**WHAT TO WORK ON:** For each of the three statements about the artist statement, answer yes or no and quote the words of the text that decide it. 1. The artist works only in painting. 2. Dambrot describes Orlet's palette as earth and autumnal shades. 3. The work "A LIFETIME BURNING IN EVERY MOMENT II" was made in 2023.

My personal life experience and my investigation of symbol formation in deep scientific
inquiry challenged me to question my most firmly held beliefs. Today, “not knowing”
informs my art-making.
I produce a variety of media including painting, sculptural forms and installation. In all
these works, I am concerned with unearthing the roots of being human as an aspect
of the coherent whole of existence.
In our increasingly high-speed virtual world, I go beneath the smooth and shiny surfaces
to immerse myself in great solitude and deep silence. I use my brushes and other tools
to quietly and patiently express the rawness, textures, and layers of a seemingly unending
process of unfolding -- of what I do not know.
Los Angeles-based art critic Shana Nys Dambrot has written the following about my work:
"Sigrid Orlet’s background in the field of Creativity Studies had her 'investigating
the complex nature of symbol formation in deep scientific inquiry. . . .' And her
moving and innovative mixed media paintings and sculptural installations give
literal and allegorical form to this conceptual foundation.
"Using hefty, dimensional materials like burlap, and dried plant roots, and favoring
a richly, fertile palette of earth and autumnal shades along with sensual, distressed,
painterly surfaces and salient pieces of text, Orlet both honors and generates the
symbolism of a kind of pagan art history.
"Spiritual rather than dogmatic, her work is experiential, multisensory, dimensional,
temporal, devotional, and scientific. In pursuit of an aesthetic beyond meaning,
it asks 'what happens when you go to a place of not knowing?' -- demonstrating
a willingness to question even one’s own most firmly held beliefs -- including
about what art can be."
In 2023, Los Angeles-based art historian, critic, and curator, Dr. Betty Ann Brown, wrote the following
about my work "A LIFETIME BURNING IN EVERY MOMENT II:
"Sigrid Orlet also refers to historical erasures. ...She understands how power structures privilege some people and devalue others. And how the devalued can be erased, not just physically, but also symbolically. Her "A LIFETIME BURNING IN EVERY MOMENT II" (2021), was built as a sculpture and photographed in an archival pigment print. The root ball of a burned tree is placed, almost precariously, on a wooden plinth covered in gold leaf. The gold leaf recalls the Japanese kintsugi process ...And it recalls Byzantine icons painted on gold leaf to indicate their heavenly status as well as church relics housed in gold-plated boxes (reliquaries). It also evokes the longtime European tradition of framing artworks in gold.

(Collected data)
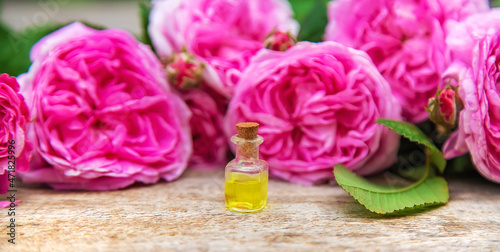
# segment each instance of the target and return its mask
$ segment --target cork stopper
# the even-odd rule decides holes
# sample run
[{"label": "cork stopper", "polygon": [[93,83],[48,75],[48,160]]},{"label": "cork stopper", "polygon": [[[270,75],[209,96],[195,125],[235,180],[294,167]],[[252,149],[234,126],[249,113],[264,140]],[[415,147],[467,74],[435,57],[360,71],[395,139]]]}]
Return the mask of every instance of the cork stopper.
[{"label": "cork stopper", "polygon": [[258,129],[259,129],[259,124],[256,122],[242,122],[236,124],[236,131],[238,132],[238,137],[247,140],[252,140],[257,138]]}]

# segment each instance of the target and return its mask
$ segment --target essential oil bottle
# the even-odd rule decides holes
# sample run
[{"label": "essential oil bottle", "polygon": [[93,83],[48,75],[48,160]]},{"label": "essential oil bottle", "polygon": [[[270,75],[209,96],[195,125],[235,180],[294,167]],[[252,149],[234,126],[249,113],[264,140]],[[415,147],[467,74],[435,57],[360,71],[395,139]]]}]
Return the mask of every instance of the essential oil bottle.
[{"label": "essential oil bottle", "polygon": [[232,211],[253,213],[266,206],[269,167],[259,159],[259,145],[264,139],[257,135],[258,128],[258,123],[238,123],[238,134],[231,137],[236,158],[226,166],[224,199]]}]

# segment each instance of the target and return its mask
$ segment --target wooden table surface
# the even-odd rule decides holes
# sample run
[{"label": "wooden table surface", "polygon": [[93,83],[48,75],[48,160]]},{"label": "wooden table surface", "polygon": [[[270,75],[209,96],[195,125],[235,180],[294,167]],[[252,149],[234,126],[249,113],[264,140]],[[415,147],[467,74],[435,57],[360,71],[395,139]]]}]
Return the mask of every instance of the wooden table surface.
[{"label": "wooden table surface", "polygon": [[[223,171],[111,192],[19,186],[16,245],[0,251],[499,250],[500,185],[452,178],[450,202],[410,216],[365,210],[338,186],[269,182],[260,213],[225,209]],[[0,209],[0,225],[8,225]]]}]

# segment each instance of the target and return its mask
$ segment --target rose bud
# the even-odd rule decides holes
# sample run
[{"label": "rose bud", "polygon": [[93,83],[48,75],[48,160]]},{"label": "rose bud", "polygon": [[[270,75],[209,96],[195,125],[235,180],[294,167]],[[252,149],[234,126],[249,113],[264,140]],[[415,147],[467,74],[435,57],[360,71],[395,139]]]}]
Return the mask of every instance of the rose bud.
[{"label": "rose bud", "polygon": [[186,52],[174,54],[166,66],[168,81],[180,89],[199,87],[202,70],[203,64]]},{"label": "rose bud", "polygon": [[297,44],[297,39],[289,32],[274,30],[267,35],[264,47],[274,51],[284,52]]},{"label": "rose bud", "polygon": [[449,132],[457,123],[457,114],[462,107],[460,103],[455,89],[447,87],[439,90],[435,97],[429,99],[427,111],[431,121]]}]

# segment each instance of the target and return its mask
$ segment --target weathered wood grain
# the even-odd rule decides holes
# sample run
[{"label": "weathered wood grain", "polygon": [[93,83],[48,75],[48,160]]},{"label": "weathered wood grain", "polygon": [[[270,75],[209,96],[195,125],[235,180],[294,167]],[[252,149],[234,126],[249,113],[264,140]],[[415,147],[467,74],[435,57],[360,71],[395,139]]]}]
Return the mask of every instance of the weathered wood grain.
[{"label": "weathered wood grain", "polygon": [[[0,251],[498,250],[500,186],[450,179],[450,202],[411,216],[368,212],[338,186],[270,181],[257,214],[225,209],[223,172],[113,192],[20,187],[17,244]],[[0,209],[1,225],[8,225]]]}]

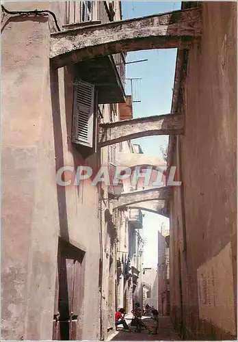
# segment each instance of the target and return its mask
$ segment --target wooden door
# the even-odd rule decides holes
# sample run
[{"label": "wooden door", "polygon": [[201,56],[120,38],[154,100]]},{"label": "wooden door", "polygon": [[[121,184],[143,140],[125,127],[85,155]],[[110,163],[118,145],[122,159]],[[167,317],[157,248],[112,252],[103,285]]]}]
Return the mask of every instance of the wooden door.
[{"label": "wooden door", "polygon": [[78,317],[81,315],[84,287],[81,256],[80,250],[77,251],[75,248],[71,250],[70,246],[64,244],[59,246],[53,340],[76,340],[80,335],[80,332],[77,331]]}]

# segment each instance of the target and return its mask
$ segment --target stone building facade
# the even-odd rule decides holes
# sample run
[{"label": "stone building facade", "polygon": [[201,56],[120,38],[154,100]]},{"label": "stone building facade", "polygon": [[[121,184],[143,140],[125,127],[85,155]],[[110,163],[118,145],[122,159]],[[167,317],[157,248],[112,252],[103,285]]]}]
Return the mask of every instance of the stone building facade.
[{"label": "stone building facade", "polygon": [[[194,5],[183,3],[183,8]],[[237,336],[237,3],[201,2],[202,34],[178,49],[170,137],[170,314],[185,339]]]}]

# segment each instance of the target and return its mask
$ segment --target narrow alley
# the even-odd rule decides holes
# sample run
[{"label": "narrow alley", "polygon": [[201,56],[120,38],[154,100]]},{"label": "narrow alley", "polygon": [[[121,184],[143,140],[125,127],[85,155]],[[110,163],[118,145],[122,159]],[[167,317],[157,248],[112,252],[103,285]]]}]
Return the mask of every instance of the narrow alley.
[{"label": "narrow alley", "polygon": [[1,1],[3,341],[237,341],[237,3]]},{"label": "narrow alley", "polygon": [[[130,324],[131,318],[127,318],[127,323]],[[134,332],[135,328],[129,326],[129,331],[118,331],[107,341],[179,341],[178,334],[174,331],[168,316],[159,317],[159,332],[153,334],[153,322],[150,318],[143,317],[143,321],[148,330],[143,329],[141,333]]]}]

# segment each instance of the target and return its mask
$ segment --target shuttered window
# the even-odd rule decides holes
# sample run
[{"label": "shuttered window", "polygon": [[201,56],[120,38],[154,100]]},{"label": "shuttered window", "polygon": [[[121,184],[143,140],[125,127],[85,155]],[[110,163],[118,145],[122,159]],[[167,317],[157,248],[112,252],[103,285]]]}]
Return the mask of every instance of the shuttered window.
[{"label": "shuttered window", "polygon": [[77,81],[75,86],[72,139],[75,144],[93,147],[94,86]]}]

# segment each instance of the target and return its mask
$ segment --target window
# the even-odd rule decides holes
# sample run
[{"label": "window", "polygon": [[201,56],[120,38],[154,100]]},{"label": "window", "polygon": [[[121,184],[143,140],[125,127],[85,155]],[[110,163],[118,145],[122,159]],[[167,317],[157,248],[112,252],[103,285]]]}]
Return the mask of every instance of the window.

**WRITTEN RESPONSE:**
1. No: "I produce a variety of media including painting, sculptural forms and installation."
2. Yes: "a richly, fertile palette of earth and autumnal shades"
3. No: "Her "A LIFETIME BURNING IN EVERY MOMENT II" (2021), was built as a sculpture"